+++ Given entries
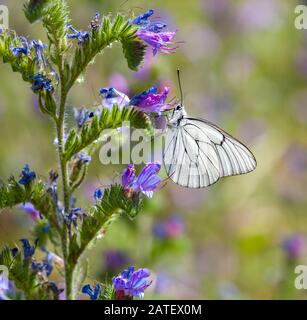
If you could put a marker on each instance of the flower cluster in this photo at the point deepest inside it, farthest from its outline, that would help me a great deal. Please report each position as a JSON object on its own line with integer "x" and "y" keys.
{"x": 146, "y": 182}
{"x": 26, "y": 176}
{"x": 81, "y": 36}
{"x": 147, "y": 101}
{"x": 93, "y": 293}
{"x": 131, "y": 283}
{"x": 40, "y": 81}
{"x": 151, "y": 33}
++++++
What to produce:
For every entry above, please output the text exactly and leave any picture behind.

Result:
If you could put a marker on each instance of the flower cluster in this photo at the point deepest inside it, farthest from its outline, that would help me a great deal. Please report each position as a JSON object on its own line with integer "x" and "y" keys.
{"x": 146, "y": 182}
{"x": 26, "y": 176}
{"x": 81, "y": 36}
{"x": 147, "y": 101}
{"x": 93, "y": 293}
{"x": 131, "y": 283}
{"x": 40, "y": 81}
{"x": 151, "y": 33}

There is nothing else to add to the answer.